Men, women, and children -- some huddled with their families, others in small groups or alone -- wander among the buildings under the sullen skies of a cool autumn day. Roughly 90 percent of these East European refugees are in their 20s and 30s. A number of them have young families.

Theirs cars and a scattering of holiday trailers are a reminder that a high proportion of the East Europeans, notably from Czechoslovakia, Poland, Hungary, and Romania, escape during vacation seasons. East Germans and Czechs, for example, whose countries vigilantly restrict travel to the West, can travel as tourists to the Black Sea resorts. Once there, they slip into neighboring Yugoslavia and make their way to Western Europe.

"Leaving by car provokes less suspicion and at least allows one to take along some personal belongings," notes one official.

Although more than 5,000 refugees from 35 different nations passed through Traiskirchen last year, Austria primarily serves as a staging center for East Europeans wishing to emigrate to the West. Refugees wishing to resettle in Italy, France, Switzerland, and West Germany often head there directly and apply for asylum upon arrival.

Austria also functions as the first transit point for Jews leaving the Soviet Union. Last year some 52,000 of them emigrated. An estimated 19,000 went to Israel; most of the rest settled in the United States.

Despite vast increases in numbers of Jews leaving the Soviet Union since 1975 , relief sources report a dropoff in numbers leaving this year. Compared with 1979 figures, only half the number are coming through. Sources blame deteriorating US-Soviet relations, and estimate that fewer than 30,000 will emigrate by the end of 1980.

Apart from Jews, several West European asylum countries have registered significant increases among East bloc refugees. Austria, for example, has noted a 60 percent overall rise since 1978.

France in particular has been witnessing somewhat of a surge in the number of Romanians entering the country illegaly or on tourist visas. "We have reason to believe that the Bucharest government has been letting out people over the past few months in order to create a good impression for the Madrid conference," says Madame Claude Guillon of the Secours Catholique in Paris, referring to the review conference on European security.

# Dataset entries
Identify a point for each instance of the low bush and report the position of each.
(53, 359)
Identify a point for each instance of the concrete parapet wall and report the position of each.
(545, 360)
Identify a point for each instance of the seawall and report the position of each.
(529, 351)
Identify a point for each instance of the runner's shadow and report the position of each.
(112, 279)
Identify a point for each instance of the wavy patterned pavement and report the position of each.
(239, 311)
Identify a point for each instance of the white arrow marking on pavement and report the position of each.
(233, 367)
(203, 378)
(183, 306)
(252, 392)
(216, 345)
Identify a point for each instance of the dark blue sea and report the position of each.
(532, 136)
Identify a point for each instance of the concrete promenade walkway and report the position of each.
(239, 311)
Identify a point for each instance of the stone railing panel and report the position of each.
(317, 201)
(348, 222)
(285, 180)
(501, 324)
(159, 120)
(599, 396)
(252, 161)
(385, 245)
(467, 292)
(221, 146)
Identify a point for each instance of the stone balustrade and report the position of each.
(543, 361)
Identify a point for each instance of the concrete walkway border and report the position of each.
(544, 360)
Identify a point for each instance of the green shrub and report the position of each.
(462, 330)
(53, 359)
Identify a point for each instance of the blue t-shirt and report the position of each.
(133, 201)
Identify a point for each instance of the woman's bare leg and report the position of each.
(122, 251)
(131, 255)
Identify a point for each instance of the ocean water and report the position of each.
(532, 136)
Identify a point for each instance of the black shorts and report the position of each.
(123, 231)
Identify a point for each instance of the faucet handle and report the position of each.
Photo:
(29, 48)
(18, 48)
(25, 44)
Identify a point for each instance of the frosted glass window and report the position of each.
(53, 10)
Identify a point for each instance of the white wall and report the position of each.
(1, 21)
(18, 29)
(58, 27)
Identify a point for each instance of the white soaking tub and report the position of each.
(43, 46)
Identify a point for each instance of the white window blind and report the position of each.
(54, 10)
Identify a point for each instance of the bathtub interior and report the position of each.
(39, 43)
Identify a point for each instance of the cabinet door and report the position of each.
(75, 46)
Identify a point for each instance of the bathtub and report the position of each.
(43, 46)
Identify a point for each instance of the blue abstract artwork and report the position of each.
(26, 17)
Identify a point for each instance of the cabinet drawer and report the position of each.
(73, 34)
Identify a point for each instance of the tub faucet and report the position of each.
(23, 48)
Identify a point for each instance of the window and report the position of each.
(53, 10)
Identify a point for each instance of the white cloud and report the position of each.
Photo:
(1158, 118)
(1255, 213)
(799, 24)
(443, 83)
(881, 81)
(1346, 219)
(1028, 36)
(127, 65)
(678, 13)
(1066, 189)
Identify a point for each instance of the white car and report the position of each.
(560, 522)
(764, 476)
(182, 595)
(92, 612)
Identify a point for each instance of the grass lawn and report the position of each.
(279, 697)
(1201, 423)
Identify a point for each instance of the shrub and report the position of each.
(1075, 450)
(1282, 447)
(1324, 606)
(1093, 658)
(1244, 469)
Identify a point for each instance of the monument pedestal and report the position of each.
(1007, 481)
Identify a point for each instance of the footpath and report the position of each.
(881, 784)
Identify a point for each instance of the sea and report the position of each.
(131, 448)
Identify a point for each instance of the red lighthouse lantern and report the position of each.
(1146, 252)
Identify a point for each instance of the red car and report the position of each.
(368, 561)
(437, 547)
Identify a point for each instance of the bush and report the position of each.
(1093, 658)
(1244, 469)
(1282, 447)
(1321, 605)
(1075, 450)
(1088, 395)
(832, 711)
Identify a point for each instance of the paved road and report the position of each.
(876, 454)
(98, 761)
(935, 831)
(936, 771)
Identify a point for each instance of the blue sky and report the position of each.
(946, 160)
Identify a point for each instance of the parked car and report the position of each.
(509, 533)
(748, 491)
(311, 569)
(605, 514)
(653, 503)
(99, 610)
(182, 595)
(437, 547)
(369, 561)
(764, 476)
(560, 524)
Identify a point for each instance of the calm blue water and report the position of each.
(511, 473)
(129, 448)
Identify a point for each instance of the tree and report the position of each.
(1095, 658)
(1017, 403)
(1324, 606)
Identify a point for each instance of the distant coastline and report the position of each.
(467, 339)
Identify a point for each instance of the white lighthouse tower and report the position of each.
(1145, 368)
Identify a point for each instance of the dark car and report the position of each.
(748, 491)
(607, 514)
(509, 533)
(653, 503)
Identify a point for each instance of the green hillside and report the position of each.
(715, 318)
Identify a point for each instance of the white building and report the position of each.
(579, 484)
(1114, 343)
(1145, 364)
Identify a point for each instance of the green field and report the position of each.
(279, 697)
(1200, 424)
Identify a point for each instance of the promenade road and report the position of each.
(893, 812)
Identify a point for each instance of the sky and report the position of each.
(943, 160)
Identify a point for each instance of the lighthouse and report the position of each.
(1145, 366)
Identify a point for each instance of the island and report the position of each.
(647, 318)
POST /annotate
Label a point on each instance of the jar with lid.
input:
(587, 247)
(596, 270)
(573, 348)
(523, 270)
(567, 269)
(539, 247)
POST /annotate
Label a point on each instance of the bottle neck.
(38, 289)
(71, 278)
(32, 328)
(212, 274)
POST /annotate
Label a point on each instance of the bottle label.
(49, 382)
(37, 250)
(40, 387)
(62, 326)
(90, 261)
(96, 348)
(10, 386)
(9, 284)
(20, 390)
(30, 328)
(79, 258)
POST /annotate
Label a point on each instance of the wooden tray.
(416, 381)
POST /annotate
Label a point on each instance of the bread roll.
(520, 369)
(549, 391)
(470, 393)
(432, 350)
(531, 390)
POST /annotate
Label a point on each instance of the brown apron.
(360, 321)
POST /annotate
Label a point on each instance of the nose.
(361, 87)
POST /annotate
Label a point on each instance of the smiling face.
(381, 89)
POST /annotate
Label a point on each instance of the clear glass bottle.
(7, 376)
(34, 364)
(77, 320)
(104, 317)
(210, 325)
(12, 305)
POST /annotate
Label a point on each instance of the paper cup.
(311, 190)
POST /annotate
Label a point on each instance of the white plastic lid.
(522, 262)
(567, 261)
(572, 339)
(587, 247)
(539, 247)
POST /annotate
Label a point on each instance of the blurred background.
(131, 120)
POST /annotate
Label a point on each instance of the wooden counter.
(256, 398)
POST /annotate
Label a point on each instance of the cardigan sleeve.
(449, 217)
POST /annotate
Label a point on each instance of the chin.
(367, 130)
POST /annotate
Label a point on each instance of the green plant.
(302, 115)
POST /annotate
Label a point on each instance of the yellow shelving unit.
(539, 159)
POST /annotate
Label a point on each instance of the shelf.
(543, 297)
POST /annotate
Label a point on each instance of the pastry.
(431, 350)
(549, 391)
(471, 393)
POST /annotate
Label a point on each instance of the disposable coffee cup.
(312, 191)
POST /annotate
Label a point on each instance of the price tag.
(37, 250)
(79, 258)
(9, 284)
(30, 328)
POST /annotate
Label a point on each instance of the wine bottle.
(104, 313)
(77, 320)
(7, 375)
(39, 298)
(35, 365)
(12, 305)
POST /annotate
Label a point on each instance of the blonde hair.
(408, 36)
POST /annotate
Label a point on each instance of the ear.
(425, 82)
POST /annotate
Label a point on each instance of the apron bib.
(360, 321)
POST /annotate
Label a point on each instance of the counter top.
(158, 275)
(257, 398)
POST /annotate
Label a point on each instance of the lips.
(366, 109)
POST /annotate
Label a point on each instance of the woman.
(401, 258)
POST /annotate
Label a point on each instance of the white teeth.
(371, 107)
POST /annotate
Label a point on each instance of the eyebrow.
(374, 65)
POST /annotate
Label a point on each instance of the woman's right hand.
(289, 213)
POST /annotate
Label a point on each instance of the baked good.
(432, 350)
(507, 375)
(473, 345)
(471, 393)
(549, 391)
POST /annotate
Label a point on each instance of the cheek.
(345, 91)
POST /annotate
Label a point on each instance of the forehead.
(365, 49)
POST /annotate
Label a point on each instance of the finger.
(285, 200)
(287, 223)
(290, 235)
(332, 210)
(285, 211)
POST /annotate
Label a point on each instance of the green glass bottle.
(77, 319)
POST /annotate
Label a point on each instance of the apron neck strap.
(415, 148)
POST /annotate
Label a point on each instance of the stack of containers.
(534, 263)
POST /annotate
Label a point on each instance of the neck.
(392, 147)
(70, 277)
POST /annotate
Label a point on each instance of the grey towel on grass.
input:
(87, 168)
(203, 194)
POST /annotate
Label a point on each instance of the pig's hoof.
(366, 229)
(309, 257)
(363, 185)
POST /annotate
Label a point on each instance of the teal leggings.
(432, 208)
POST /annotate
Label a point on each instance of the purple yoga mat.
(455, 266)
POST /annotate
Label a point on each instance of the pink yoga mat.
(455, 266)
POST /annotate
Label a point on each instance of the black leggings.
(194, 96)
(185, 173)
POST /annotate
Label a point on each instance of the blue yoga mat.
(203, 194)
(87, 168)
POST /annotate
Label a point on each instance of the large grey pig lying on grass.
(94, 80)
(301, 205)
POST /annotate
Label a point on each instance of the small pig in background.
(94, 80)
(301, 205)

# Using the information
**1)** Answer these questions from the refugee article:
(a) Roughly what percentage of the East European refugees are in their 20s and 30s?
(b) About how many Jews emigrated from the Soviet Union last year?
(c) By how much has Austria's overall number of East bloc refugees risen since 1978?
**2)** Repeat the refugee article from "Apart from Jews, several" up to and including "rise since 1978.", switching "significant" to "marked".
**3)** Proceed with the article about East European refugees in Austria, starting after its last sentence.
These rows have no connection to the article about refugees.

# Solved tasks
**1)**
(a) Roughly 90 percent
(b) Some 52,000
(c) A 60 percent overall rise

**2)**
Apart from Jews, several West European asylum countries have registered marked increases among East bloc refugees. Austria, for example, has noted a 60 percent overall rise since 1978.

**3)**
who are the East European refugees? Basically they can be divided into three main groups. First, there are the intellectuals and dissidents, a relatively small group who are forced to flee out of fear of imprisonment or internal exile.

These include members of the Charter 77 committee who have been monitoring human rights in Czechoslovakia, as well as musicians and writers in East Germany , and Baptists, Adventists, and Orthodox church members in Romania.

The second and largest group are refugees who leave because they are dissatisfied with economic and social conditions. Many of them tend to be technicians, engineers, doctors, and skilled workers who find they cannot advance professionally.

"If you have initiative and ambition," comments Josef B., a young Czech engineer, "there is no point in living under communism. As far as the government is concerned, if one's initiative does not serve the state, then it must be stifled."

Critics maintain that many of the East Europeans are really economic refugees who come looking for work under the pretext of seeking political asylum. Their passage is similar, the critics say, to the flight of many turks, Pakistanis, and Africans to West Germany for what are believed to be similar reasons.